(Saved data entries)
________________

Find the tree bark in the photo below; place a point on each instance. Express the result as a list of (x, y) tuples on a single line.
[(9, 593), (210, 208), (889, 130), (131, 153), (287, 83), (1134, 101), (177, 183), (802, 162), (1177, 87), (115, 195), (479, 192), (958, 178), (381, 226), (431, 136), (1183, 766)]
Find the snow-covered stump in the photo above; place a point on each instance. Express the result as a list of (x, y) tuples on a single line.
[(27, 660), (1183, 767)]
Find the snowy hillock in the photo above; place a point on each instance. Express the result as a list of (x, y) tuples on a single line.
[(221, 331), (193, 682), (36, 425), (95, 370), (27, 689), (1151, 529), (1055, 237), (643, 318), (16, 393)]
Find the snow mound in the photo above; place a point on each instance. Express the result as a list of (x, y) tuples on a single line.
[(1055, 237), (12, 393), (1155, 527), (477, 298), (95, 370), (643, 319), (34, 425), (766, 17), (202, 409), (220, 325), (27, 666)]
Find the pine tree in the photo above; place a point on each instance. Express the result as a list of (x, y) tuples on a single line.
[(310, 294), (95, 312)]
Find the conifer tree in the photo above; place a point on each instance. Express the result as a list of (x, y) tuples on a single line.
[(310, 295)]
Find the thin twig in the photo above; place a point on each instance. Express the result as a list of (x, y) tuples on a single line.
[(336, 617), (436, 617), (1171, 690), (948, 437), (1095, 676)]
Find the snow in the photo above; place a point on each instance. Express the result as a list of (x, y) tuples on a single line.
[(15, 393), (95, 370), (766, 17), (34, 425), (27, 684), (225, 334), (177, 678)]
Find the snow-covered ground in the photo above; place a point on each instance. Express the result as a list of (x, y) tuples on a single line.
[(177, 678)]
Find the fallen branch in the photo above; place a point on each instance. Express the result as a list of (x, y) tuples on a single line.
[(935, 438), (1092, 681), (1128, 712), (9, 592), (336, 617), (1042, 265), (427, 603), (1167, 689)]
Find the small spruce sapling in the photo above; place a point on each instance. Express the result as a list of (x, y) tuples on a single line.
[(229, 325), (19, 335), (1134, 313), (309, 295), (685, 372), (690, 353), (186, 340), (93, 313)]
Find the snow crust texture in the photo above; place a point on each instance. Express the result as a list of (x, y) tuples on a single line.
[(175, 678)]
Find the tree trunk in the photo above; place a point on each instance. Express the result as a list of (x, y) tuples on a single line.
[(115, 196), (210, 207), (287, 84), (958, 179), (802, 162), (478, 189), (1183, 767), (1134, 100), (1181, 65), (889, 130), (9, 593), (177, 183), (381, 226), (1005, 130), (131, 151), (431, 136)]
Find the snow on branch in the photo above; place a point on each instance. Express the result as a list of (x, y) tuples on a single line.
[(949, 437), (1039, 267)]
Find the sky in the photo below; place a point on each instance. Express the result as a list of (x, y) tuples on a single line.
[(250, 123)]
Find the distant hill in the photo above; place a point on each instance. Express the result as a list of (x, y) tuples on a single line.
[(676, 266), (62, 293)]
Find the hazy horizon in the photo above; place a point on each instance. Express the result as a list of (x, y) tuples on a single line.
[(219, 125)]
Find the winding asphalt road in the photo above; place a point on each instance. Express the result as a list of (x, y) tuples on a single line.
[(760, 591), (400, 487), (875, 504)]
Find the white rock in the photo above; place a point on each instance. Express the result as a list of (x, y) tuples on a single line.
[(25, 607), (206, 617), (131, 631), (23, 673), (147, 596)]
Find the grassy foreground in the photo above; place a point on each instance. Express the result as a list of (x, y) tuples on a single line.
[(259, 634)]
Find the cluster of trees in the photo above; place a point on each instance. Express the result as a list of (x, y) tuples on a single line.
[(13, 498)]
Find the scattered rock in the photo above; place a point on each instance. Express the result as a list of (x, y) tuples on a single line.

________________

_EXERCISE INSTRUCTIONS_: Send back every record, precisely as written.

_WRITTEN REPLY_:
Find the tree bark in the photo below; place a point on each instance. Express the result as a list of (x, y) tuples on a single line.
[(9, 593), (210, 208), (889, 130), (131, 153), (287, 83), (1134, 101), (177, 183), (802, 162), (1177, 87), (115, 195), (479, 192), (958, 178), (381, 226), (431, 136), (1183, 766)]
Find the snow-covered stump in the photo above; place a point on each instance. Express the result as a list of (x, y) tuples on a single line.
[(27, 660), (1183, 767)]
Find the snowy hillock in the photo above; place a point on each instance. Express the result as a list of (x, y) tuples on a single line.
[(221, 331), (193, 682), (36, 425), (95, 370), (27, 689), (1151, 529), (1055, 237), (643, 318), (16, 393)]
Find the snow mound in the photo above; place a point on each instance. Express the result as a list of (x, y) tuples on a single line.
[(1055, 237), (12, 393), (1155, 527), (477, 298), (95, 370), (643, 319), (34, 425), (766, 17), (202, 409), (220, 325), (27, 666)]
Find the pine tree in the photo above; place a point on each instance. Express the result as a list of (x, y) tuples on a single line.
[(310, 294), (95, 312)]
Find the conifer tree in the photo above; place a point on each instance. Express the result as a list of (x, y) tuples on a single line.
[(310, 295)]
Find the thin twig in the photo above; place a point on each instance. Express the result as a list of (x, y) tuples on a single line.
[(336, 617), (436, 617), (1171, 690), (948, 437), (1095, 676)]
Find the snow in the photo above; place a point on each instance. Express the result as a list of (x, y) tuples on a single line.
[(15, 393), (95, 370), (766, 17), (34, 425), (27, 684), (225, 334), (177, 678)]
Find the snow-covered ground in the photo above; place a point on each instance. Express the result as a list of (x, y) tuples on a single line.
[(177, 678)]
Find the fallen branch in the photo above; place a point on each instance. Express the result as a list of (x, y) tuples on a single line.
[(935, 438), (1092, 681), (1128, 712), (9, 592), (336, 617), (1042, 265), (427, 603), (1167, 689)]
Find the small spruce sapling in the photo above; place a point on each instance. Express the result as a list of (x, y) tuples on a single line.
[(229, 325), (19, 335), (1134, 313), (309, 295), (685, 372), (690, 353), (186, 340), (93, 313)]
Find the snow crust texture in the photo above; place a point on each instance. Express the result as a list of (x, y) tuples on a single line.
[(175, 678)]
Find the tree trunk in the photo above; place a point on each instance. Express the result as a list of (x, y) tuples on a single line.
[(115, 196), (210, 207), (287, 84), (958, 179), (802, 162), (478, 189), (1183, 767), (1134, 100), (1181, 65), (889, 130), (9, 593), (177, 183), (381, 226), (1005, 130), (131, 151), (431, 136)]
Find the snow on branch in the photo above; place a point on each instance. Express the result as a list of (x, y) tuples on a single line.
[(949, 437), (1039, 267)]
Find the sky in the photo below; place a point on each instance. Express the result as a list of (x, y) tuples on a single line.
[(250, 123)]
Find the distant hill in the photo above; place a point on each instance. Express the result as a list of (x, y) tuples on a single line.
[(676, 266), (62, 293)]
Find the hazy horizon in the photo above; place a point on each instance. Express the result as a list of (x, y) tuples on a single line.
[(219, 125)]
Find the winding asphalt road in the photo above; place a point on each instance. Express the result as a list of (x, y) tuples on a single line.
[(760, 591), (400, 487), (875, 504)]
Find the white rock in the photo above; place a point on each instance. Express the result as a list of (x, y) tuples on a single line.
[(25, 607), (206, 617), (131, 631), (23, 673), (147, 596)]
Find the grassy foreground in the photo above; place a point on each instance. Express the result as a list of (x, y) tuples on a single line.
[(259, 634)]
Find the cluster of trees in the photo above; place a point on each instance. Express the result as a list of (x, y) tuples on a single line.
[(13, 498)]
Find the scattered rock in the photo above; place a point on each instance. Express the result as a list of (x, y) tuples on a single line.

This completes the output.